*Article:*
· · · ·
# Pontiac Logo (History)



## NT91 (Aug 30, 2005)

Does anyone know the history behind the Pontiac logo?


----------



## 05GTO (Oct 6, 2004)

Here ya go, do I win?



> A Native American Headdress was used as a logo until 1956. The current Pontiac logo represents a Native American arrowhead. An alternate slang term for the marque among performance enthusiasts includes Poncho. Another slang term used in the early stages of brand was "Indian" due the subject matter of its logo.


----------



## Wing_Nut (Mar 6, 2005)

NT91 said:


> Does anyone know the history behind the Pontiac logo?


Pontiac Logo = Indian Arrowhead

Pontiac was a chief/leader of the Ottawa tribe (1720-1769) in the Ohio Valley area that is now Michigan. He led a raid on Fort Detroit (British) in May 1763 that became known as Pontiac's rebellion and he enjoyed a short period of great influence among his own people.

Pontiac the man became a symbol of the native American "warrior" as a hero. I assume that's why Pontiac the car company adopted a hero from their own backyard as a figurehead for their brand.

Do not know specifically how the guys at the car company settled on this name/symbol rather than the Angry Beaver, etc.


----------



## bluhaven (Jan 24, 2005)

The Oakland Motor Car Co., predecessor to Pontiac Motor, is founded by Edward M. Murphy on August 28, 1907 in Pontiac, Michigan.


----------



## pab13 (Apr 20, 2006)

Look at an old Pontiac from the 50's and you'll see the indian influence, pretty cool to see in person for a bloke from Aussie land.


----------



## TexasAggie (Mar 2, 2005)

Be very careful here....you might catch the attention of some POS human rights group that think the logo is "offensive" to Indians. They'll eventually sue GM, forcing them to change it to something more "sensitive and tolerant.":shutme 

An example-My brother played football for Northeast Louisiana State Univ in Monroe (now called ULM). They're no longer the Indians for the same reasons above. Unbelievable.
· · · ·
*Provided information:*
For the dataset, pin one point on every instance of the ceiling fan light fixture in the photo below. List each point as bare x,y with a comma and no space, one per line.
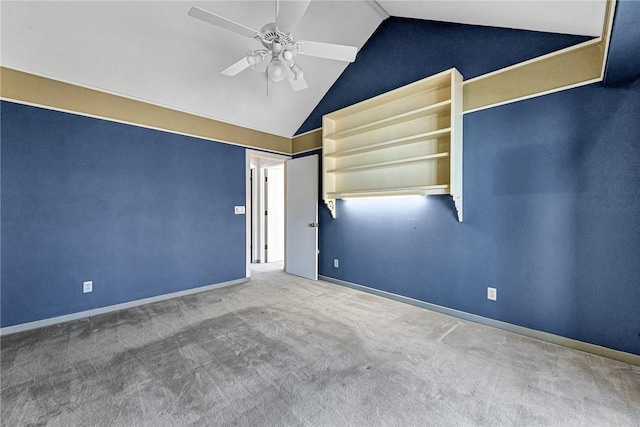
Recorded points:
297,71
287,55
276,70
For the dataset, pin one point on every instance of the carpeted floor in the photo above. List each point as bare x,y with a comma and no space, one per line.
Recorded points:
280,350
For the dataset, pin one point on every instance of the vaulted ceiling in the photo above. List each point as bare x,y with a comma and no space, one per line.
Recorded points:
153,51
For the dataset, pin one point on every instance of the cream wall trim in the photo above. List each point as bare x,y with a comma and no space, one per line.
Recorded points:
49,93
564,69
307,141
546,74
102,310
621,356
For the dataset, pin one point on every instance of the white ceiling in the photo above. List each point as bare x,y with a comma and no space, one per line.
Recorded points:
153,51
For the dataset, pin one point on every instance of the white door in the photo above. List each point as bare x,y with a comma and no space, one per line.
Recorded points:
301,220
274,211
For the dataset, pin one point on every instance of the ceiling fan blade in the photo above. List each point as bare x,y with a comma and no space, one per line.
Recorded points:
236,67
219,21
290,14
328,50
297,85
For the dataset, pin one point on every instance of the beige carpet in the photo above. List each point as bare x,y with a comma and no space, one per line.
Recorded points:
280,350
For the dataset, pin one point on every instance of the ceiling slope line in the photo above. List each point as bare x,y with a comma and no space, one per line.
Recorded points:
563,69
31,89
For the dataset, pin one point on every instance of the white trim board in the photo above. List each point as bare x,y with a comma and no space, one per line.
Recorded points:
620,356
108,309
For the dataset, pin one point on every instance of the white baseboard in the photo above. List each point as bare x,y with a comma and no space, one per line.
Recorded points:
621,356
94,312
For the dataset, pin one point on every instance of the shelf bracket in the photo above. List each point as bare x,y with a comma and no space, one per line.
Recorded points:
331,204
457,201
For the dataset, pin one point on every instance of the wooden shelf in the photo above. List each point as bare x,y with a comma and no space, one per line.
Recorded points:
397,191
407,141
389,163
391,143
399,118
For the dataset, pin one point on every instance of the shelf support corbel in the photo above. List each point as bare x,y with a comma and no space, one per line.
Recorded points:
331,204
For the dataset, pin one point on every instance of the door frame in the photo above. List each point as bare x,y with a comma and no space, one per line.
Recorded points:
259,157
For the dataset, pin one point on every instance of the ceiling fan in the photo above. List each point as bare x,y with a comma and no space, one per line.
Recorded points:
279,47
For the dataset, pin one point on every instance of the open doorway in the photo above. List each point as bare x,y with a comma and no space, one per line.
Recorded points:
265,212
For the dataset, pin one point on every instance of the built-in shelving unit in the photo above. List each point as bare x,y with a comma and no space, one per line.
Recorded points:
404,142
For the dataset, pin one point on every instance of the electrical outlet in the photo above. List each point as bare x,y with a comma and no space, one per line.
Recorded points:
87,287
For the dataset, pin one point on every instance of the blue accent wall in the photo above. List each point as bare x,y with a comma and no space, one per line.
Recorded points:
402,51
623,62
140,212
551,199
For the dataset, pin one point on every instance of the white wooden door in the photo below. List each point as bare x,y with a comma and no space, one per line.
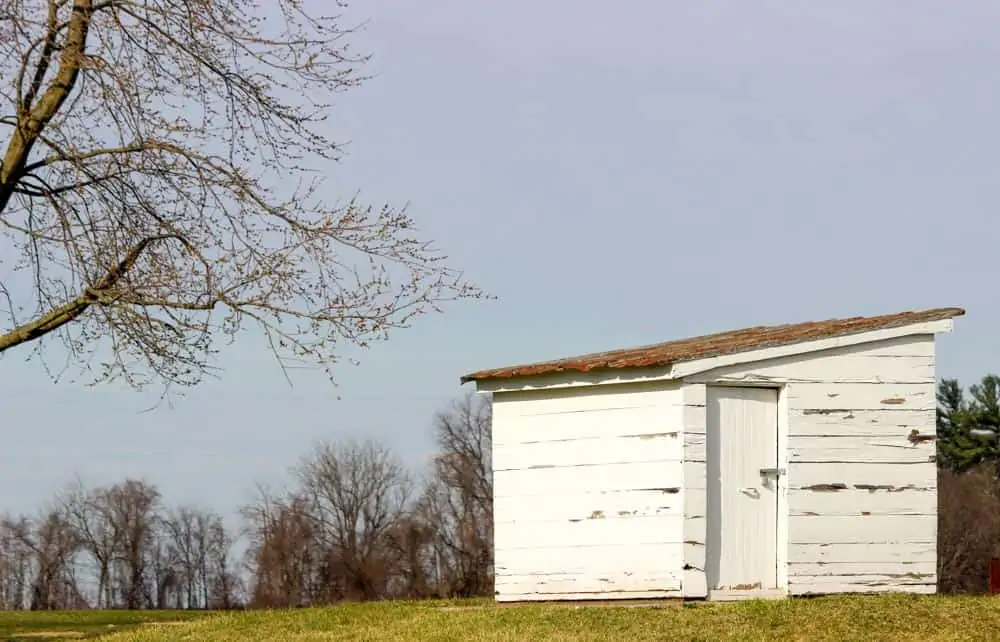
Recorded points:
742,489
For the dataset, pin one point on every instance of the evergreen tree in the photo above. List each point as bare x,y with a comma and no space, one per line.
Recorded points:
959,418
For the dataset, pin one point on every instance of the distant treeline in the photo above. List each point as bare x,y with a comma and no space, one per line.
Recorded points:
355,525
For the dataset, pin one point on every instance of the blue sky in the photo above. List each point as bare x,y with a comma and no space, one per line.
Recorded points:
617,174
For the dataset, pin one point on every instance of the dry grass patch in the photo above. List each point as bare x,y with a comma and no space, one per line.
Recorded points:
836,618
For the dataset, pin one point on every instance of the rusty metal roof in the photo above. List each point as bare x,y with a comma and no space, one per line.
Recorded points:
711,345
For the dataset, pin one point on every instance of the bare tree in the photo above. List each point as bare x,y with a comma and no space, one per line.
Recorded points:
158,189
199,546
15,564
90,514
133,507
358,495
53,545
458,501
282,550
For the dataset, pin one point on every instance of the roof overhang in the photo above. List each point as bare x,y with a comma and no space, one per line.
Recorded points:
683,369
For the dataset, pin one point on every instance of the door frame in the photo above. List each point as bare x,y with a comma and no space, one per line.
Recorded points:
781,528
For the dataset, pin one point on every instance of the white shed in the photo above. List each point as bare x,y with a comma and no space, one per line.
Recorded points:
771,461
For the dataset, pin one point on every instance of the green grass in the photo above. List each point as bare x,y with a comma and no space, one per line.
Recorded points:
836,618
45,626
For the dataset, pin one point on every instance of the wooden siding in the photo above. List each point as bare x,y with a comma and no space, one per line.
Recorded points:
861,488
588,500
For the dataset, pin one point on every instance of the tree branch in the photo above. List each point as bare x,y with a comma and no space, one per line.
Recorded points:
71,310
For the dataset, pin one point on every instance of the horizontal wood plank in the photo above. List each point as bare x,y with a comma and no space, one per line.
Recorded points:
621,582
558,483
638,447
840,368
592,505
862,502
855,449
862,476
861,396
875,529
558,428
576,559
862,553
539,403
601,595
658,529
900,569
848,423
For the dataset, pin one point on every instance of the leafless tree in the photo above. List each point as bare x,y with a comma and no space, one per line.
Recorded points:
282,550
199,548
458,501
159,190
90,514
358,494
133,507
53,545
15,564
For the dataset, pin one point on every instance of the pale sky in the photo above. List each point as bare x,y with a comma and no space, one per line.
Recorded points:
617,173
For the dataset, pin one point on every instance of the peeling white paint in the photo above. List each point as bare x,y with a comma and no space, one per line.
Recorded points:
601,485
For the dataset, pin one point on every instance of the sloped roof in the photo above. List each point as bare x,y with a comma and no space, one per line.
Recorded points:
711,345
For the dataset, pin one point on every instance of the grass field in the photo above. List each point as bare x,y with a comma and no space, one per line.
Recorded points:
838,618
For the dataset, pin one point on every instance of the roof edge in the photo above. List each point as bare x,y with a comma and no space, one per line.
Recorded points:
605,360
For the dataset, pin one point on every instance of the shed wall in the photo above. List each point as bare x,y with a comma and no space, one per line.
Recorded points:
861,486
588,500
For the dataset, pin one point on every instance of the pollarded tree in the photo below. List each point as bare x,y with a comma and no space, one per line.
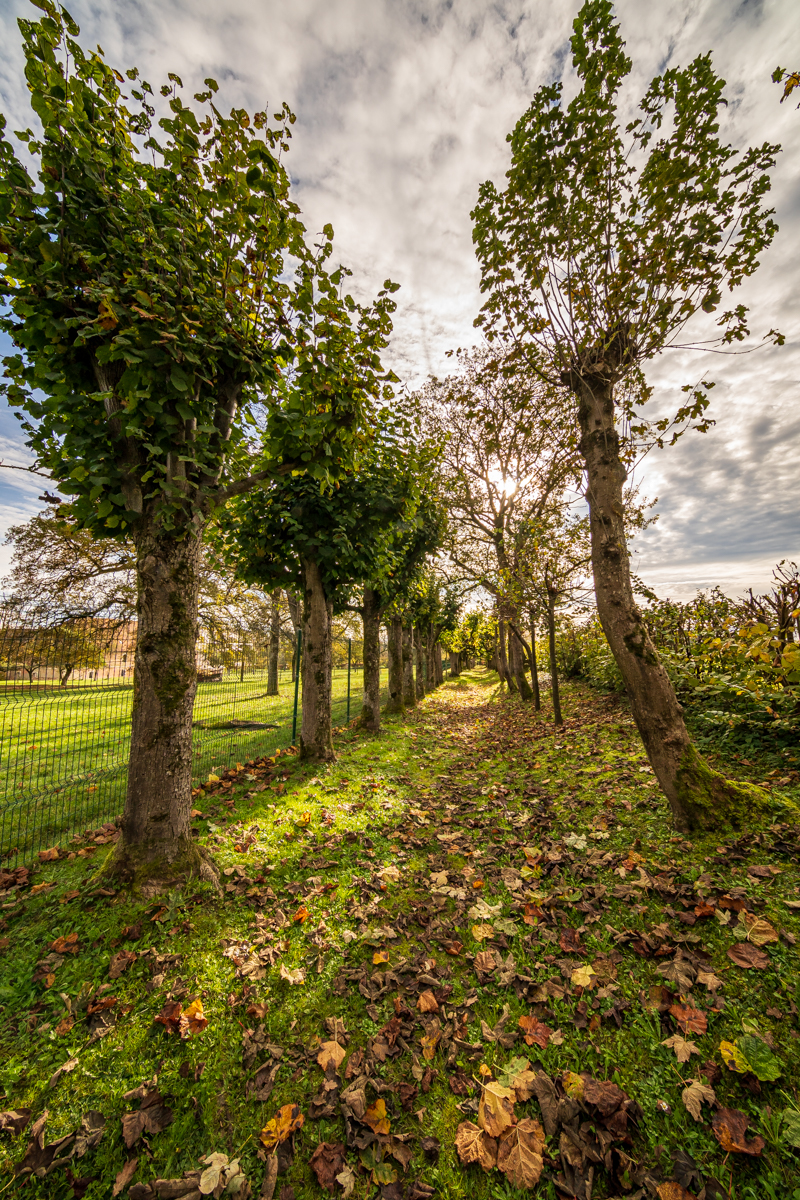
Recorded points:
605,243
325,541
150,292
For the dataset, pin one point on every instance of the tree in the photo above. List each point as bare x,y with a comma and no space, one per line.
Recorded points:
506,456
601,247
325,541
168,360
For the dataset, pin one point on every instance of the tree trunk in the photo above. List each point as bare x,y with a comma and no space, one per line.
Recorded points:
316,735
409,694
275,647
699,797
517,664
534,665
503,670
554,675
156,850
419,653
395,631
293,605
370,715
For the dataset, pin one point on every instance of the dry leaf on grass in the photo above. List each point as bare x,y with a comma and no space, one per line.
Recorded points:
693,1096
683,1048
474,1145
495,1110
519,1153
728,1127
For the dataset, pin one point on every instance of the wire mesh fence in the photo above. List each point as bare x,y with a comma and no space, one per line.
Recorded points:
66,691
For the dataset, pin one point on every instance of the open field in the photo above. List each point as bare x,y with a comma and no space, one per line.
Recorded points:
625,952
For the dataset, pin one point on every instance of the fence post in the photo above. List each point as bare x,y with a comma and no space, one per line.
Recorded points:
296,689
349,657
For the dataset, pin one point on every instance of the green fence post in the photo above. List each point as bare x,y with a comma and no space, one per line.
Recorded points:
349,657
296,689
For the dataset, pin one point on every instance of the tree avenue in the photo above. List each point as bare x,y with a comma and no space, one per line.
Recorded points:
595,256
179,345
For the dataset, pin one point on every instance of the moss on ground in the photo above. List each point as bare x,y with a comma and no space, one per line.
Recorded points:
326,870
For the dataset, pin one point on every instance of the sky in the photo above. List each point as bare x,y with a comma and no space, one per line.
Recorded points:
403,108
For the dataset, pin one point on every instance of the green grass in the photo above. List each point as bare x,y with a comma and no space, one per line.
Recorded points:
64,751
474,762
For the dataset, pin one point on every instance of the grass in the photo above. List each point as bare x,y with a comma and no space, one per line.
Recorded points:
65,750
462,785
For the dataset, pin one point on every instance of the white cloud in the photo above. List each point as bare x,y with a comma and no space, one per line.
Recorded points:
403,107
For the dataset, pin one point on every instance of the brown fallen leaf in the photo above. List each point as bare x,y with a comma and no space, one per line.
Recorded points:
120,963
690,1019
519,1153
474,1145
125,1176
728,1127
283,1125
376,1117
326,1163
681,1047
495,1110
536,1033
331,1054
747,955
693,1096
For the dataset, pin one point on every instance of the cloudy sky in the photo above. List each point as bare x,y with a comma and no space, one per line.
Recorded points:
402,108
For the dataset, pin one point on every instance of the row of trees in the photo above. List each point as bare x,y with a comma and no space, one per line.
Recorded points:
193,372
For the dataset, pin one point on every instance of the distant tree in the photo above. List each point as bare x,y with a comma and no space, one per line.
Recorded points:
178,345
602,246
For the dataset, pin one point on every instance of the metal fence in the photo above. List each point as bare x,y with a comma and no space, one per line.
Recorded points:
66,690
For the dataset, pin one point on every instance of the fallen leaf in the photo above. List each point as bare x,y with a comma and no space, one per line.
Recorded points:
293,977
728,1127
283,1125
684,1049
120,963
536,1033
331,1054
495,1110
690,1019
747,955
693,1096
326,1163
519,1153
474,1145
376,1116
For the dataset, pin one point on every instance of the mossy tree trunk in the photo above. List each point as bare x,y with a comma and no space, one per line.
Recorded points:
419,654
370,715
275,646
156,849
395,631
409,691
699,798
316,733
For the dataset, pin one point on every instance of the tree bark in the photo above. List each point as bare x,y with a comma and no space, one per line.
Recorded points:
· · · ·
*Challenges:*
#1 From the Pontiac logo thread, extract the part that opens with the words containing "Pontiac Logo = Indian" and closes with "for their brand.".
#2 Using the Pontiac logo thread, mark each statement yes or no and quote the words that decide it: (a) a Native American headdress served as the logo until 1956; (b) the Oakland Motor Car Co. was founded in Detroit; (c) Pontiac led a raid on Fort Detroit in May 1763.

*Answer list:*
#1
Pontiac Logo = Indian Arrowhead

Pontiac was a chief/leader of the Ottawa tribe (1720-1769) in the Ohio Valley area that is now Michigan. He led a raid on Fort Detroit (British) in May 1763 that became known as Pontiac's rebellion and he enjoyed a short period of great influence among his own people.

Pontiac the man became a symbol of the native American "warrior" as a hero. I assume that's why Pontiac the car company adopted a hero from their own backyard as a figurehead for their brand.

#2
(a) Yes: "A Native American Headdress was used as a logo until 1956."
(b) No: "is founded by Edward M. Murphy on August 28, 1907 in Pontiac, Michigan."
(c) Yes: "He led a raid on Fort Detroit (British) in May 1763"